[START]

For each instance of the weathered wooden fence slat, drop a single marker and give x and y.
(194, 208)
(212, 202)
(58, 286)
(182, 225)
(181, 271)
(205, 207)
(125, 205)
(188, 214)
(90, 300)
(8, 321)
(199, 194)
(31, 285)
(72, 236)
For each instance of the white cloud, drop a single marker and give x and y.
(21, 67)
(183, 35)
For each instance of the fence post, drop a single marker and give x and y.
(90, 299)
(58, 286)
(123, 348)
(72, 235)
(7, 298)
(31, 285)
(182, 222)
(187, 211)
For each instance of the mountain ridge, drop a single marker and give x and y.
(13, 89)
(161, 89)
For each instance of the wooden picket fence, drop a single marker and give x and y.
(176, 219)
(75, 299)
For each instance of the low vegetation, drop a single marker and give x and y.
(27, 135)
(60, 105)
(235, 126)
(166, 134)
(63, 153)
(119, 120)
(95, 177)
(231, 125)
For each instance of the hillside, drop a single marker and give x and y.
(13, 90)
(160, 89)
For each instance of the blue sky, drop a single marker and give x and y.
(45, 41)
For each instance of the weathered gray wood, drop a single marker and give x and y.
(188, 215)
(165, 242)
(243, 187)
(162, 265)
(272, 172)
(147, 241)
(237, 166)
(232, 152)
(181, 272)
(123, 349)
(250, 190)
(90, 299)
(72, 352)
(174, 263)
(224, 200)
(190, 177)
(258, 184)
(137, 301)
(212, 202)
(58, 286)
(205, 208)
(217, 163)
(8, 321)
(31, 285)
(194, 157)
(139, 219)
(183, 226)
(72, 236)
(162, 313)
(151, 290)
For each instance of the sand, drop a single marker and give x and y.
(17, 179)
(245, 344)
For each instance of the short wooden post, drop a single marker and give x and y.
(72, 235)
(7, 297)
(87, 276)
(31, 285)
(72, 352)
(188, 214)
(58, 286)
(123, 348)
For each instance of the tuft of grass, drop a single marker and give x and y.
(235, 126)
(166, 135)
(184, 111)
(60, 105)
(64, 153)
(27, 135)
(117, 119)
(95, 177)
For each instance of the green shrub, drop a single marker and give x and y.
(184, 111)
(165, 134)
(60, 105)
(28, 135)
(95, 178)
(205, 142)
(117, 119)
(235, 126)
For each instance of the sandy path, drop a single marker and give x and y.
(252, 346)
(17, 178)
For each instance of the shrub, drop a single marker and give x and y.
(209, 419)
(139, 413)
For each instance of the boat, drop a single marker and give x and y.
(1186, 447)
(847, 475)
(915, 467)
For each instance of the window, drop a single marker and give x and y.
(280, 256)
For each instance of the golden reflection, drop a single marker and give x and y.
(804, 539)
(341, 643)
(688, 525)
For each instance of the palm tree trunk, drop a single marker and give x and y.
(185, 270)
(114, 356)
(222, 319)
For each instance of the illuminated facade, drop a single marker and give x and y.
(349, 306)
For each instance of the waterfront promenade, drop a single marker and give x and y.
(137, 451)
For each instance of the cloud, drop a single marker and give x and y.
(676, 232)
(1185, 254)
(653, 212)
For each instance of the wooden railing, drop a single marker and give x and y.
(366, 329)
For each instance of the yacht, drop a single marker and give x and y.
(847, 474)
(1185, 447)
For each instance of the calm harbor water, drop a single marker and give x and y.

[END]
[START]

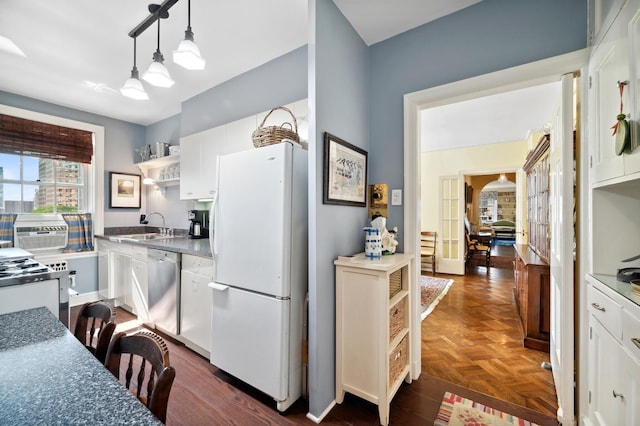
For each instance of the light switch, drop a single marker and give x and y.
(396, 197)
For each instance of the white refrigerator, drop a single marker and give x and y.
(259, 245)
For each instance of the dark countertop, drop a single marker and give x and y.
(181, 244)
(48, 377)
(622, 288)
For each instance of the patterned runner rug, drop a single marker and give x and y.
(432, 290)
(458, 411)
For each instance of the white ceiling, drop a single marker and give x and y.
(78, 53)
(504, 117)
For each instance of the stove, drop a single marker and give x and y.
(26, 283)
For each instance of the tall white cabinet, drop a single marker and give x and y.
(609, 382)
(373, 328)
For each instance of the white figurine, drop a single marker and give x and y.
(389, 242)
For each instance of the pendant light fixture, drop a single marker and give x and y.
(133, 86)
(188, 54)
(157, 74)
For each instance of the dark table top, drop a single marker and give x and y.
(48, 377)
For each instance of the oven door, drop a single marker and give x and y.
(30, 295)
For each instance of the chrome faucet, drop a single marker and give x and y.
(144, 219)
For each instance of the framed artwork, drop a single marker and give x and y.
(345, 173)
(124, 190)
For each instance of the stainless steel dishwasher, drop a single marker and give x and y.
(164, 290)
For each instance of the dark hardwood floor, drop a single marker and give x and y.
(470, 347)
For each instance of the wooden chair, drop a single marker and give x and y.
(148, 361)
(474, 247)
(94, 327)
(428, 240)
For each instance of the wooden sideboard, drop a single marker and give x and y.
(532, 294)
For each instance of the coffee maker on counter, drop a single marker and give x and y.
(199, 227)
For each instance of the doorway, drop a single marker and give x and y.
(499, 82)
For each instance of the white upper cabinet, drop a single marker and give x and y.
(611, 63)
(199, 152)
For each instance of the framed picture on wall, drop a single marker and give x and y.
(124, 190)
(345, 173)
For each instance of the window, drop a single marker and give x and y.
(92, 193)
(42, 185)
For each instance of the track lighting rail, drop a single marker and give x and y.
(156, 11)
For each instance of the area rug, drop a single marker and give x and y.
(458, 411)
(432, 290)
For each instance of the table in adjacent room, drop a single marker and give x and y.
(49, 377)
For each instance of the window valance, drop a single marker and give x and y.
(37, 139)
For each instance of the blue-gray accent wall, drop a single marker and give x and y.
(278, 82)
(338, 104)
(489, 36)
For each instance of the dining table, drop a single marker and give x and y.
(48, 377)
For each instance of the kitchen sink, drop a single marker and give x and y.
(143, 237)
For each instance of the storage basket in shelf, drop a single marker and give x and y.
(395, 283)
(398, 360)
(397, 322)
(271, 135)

[END]
[START]

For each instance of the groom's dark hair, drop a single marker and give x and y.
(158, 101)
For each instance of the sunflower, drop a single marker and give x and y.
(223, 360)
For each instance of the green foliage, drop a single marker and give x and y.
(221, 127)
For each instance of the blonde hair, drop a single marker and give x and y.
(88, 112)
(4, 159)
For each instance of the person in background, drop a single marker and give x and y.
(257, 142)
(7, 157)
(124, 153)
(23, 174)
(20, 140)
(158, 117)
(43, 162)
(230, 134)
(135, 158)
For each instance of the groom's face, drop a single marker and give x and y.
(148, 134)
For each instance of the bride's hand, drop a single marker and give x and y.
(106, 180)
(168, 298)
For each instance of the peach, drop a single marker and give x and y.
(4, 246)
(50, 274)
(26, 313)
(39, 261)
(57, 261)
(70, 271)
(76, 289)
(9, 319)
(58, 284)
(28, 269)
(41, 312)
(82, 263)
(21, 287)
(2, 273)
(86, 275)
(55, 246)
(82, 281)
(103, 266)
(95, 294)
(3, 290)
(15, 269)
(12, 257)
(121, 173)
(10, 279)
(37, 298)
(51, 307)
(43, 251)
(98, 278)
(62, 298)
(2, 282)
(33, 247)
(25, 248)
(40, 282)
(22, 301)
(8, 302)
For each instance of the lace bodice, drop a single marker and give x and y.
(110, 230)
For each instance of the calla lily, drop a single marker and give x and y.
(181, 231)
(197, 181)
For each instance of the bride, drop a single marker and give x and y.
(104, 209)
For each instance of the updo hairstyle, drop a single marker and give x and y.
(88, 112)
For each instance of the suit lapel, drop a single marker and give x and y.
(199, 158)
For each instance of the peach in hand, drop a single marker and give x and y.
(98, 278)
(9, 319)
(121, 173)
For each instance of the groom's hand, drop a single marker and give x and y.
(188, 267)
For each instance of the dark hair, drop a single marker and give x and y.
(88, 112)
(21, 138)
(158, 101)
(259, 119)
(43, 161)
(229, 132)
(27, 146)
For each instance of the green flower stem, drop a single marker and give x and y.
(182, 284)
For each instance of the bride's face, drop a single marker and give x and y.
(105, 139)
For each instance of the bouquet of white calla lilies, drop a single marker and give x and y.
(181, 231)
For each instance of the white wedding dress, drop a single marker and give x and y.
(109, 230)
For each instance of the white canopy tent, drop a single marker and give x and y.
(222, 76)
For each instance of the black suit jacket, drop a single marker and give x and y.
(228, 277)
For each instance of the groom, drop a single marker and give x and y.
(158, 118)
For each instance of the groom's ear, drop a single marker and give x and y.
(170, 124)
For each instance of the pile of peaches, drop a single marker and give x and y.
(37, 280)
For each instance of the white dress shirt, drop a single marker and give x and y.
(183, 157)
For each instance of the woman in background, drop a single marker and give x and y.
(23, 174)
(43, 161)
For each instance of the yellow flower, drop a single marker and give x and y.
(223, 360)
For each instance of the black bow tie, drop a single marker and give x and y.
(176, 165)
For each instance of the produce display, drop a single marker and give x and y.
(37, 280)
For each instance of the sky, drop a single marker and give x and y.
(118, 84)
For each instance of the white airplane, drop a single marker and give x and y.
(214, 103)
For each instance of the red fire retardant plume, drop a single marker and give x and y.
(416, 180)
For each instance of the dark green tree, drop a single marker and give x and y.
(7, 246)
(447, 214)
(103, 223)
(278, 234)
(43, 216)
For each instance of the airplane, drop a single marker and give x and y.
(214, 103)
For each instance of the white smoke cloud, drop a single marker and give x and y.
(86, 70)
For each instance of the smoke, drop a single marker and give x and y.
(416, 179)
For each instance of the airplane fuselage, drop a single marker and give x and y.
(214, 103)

[END]

Filter the lines above and copy each one containing the word "fence".

For each instance of the weathered wooden fence slat, drop a single marker and give x and y.
For each instance of the fence post, drop a single marker and give x and y.
For each instance of the wooden picket fence, drop a single marker and give x and y.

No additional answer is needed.